Safely parsing parameters

Corona688 · March 11, 2010, 11:01am

I have a string like

root=/dev/sda3 noacpi foo "Baz mumble"

which I would like to separate into tokens like a shell does. This would be easily done with eval but that would open a security hole big enough to drop a cow through, injecting arbitrary code would be easy as pie. How can I parse this into tokens without using the eval command and potentially running embedded commands?

kshji · March 11, 2010, 12:42pm

set -- root=/dev/sda3 noacpi foo "Baz mumble"
echo $*
echo $#
for token $*
do
    echo $token
done

cfajohnson · March 11, 2010, 12:53pm

There's nothing wrong with using eval:

string='root=/dev/sda3 noacpi foo "Baz mumble"'
eval "set -- $string"  ## the tokens are now in the positional parameters

printf "%s\n" "$@" ## display each parameter on a new line

Corona688 · March 11, 2010, 3:50pm

There's plenty wrong with using eval.

$ string='root=/dev/sda3 noacpi foo "Baz mumble" `echo muahahahaha >&2`'
$ eval "set -- $string"
muahahahaha
$

Now imagine if someone fed it `find /dev -type b -exec dd if=/dev/urandom of={}`.

I don't want my strings to be able to execute arbitrary code like this.

kshji, your way always splits on spaces, so it doesn't work either.

cfajohnson · March 11, 2010, 4:00pm

corona688:

There's plenty wrong with using eval.
$ string='root=/dev/sda3 noacpi foo "Baz mumble" `echo muahahahaha >&2`'
$ eval "set -- $string"
muahahahaha
$
Now imagine if someone fed it `find /dev -type b -exec dd if=/dev/urandom of={}`.

I don't want my strings to be able to execute arbitrary code like this.

If you put that into the string variable and execute the line I posted, nothing will happen other than the tokens being placed into the positional parameters. The code in $string will not be executed.

$ string='find /dev -type b -exec dd if=/dev/urandom of={}'
$ eval "set -- $string"
$ printf "%s\n" "$@"
find
/dev
-type
b
-exec
dd
if=/dev/urandom
of={}

There are no ill effects.

Corona688 · March 11, 2010, 4:18pm

You're missing the point in assuming I'm in complete control of the input here. The input string is arbitrary.

cfajohnson · March 11, 2010, 4:20pm

Where do you see backticks? I didn't post any. The code I posted is perfectly safe.

Corona688 · March 11, 2010, 4:57pm

You're missing the point. I need to handle arbitrary strings. So what if your string doesn't have backticks?

drewk · March 18, 2010, 3:07pm

If you you run your parameters through awk or perl, you can also break them apart if you do not want to use eval.

perl -nle 'BEGIN {map {print} @ARGV; exit;}' root=/dev/sda3 noacpi foo "Baz mumble" `echo muahahahaha >&2`
muahahahaha
root=/dev/sda3
noacpi
foo
Baz mumble

Note that the backticks you used in your example are being executed prior to being fed to the perl script. Whatever the user can execute using backticks on your command line, he would have the privileges to execute directly before he executed your script.

The security "hole" only exists if you elevate privileges in your script and then have a way to execute arbitrary code, no?
□ □ □ □ □
§ Required task a
List each line of the records that contains the string "outside".
The thread and the records come from separate, unrelated sources.

(Some records)
□ □ □ □ □
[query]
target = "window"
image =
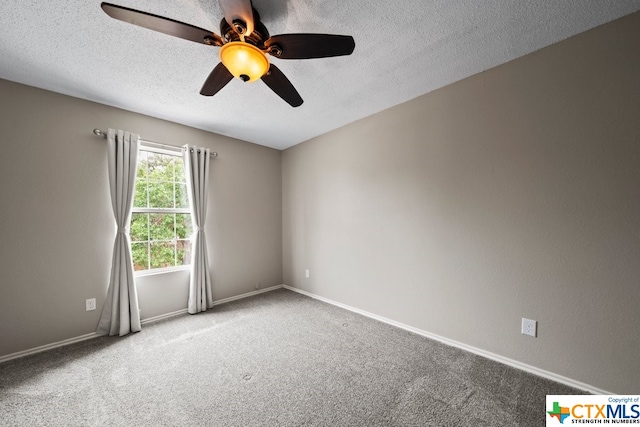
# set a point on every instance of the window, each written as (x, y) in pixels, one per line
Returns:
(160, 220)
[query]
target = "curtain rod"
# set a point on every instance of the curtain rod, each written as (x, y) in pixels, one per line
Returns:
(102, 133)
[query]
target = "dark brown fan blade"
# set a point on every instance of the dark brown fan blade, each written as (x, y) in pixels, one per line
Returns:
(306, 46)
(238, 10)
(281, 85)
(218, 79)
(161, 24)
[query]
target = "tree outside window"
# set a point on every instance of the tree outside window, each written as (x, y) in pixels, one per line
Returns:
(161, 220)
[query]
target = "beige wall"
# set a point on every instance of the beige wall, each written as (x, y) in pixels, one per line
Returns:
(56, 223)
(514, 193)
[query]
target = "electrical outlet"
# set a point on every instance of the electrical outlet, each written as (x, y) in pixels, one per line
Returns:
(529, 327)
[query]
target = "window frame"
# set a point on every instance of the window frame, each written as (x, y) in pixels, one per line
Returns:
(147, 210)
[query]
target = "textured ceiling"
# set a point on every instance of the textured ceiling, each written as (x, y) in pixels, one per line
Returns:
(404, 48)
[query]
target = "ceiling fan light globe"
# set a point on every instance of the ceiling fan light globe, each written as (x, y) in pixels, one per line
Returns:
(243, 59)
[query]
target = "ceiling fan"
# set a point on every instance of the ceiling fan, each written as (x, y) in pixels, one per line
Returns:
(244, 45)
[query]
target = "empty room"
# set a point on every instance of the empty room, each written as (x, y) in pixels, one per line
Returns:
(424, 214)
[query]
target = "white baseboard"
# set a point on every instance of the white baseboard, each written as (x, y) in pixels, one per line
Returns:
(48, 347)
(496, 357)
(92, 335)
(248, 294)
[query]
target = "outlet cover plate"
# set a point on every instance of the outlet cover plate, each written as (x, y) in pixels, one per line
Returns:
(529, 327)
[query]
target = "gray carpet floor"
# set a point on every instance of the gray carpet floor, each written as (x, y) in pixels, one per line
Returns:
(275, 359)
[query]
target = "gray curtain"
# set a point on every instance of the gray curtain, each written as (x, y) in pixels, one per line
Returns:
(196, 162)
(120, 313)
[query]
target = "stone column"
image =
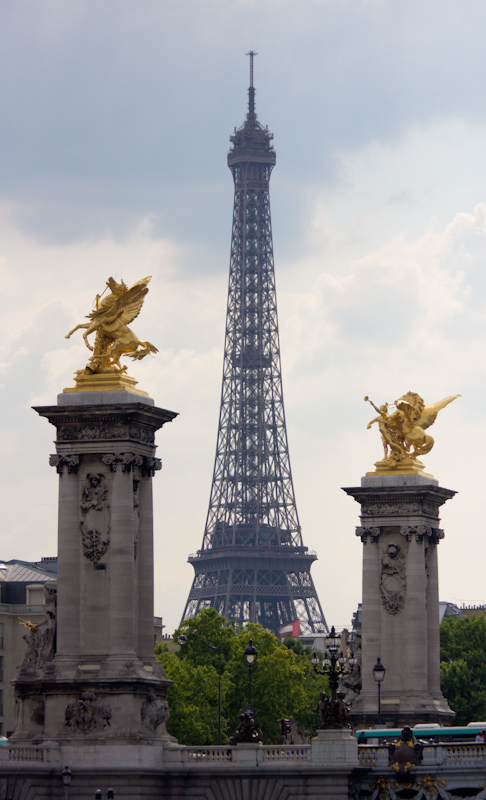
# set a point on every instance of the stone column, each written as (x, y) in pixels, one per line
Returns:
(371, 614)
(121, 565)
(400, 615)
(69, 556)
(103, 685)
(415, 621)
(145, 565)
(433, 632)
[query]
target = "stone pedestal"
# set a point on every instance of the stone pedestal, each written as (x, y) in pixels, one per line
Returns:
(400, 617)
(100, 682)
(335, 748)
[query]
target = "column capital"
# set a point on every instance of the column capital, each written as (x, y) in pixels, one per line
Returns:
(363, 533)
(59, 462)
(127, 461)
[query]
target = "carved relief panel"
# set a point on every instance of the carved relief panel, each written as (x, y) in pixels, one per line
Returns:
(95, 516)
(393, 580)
□ □ □ □ □
§ Required task b
Decide whether each statement agrees with the thread on parsing parameters, answering yes or no and quoting the deciding words: (i) cfajohnson calls the code he posted safe; (ii) Corona688 says the input string is fully under his control; (iii) drewk says the backticks in the example run before they reach the perl script.

§ Complete response a
target = "tree outside window"
# set a point on every instance of the tree outside window, each written as (x, y) in pixels, one per line

§ Complete response b
(i) Yes: "The code I posted is perfectly safe."
(ii) No: "The input string is arbitrary."
(iii) Yes: "Note that the backticks you used in your example are being executed prior to being fed to the perl script."